**TASK OBJECTIVE**
Would you find each line in the entries below with the string "blue" and copy it?

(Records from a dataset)

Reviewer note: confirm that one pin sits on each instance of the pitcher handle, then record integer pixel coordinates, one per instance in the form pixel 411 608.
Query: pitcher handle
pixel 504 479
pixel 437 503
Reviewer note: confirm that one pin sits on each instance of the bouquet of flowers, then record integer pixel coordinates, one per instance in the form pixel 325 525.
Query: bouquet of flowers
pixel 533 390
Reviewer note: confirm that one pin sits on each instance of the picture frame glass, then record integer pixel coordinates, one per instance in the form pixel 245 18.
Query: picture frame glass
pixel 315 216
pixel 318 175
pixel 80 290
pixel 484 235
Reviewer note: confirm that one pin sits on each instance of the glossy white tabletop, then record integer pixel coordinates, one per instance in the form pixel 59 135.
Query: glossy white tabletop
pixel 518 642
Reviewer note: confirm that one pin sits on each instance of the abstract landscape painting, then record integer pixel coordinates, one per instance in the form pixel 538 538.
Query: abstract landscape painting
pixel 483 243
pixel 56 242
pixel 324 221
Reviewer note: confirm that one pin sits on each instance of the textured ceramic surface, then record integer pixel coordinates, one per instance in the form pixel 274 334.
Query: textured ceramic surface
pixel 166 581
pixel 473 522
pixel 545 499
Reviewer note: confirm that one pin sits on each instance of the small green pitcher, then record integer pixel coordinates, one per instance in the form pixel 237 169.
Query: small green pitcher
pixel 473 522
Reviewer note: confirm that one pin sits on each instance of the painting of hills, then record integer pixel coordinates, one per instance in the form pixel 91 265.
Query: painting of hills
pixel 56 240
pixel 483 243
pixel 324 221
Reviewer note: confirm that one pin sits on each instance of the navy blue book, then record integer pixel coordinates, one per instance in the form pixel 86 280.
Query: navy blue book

**RESULT OF THE EXERCISE**
Reviewer note: confirm that one pin sits on each instance of the navy blue book, then record integer pixel coordinates, one per instance in the form pixel 86 280.
Query: navy blue book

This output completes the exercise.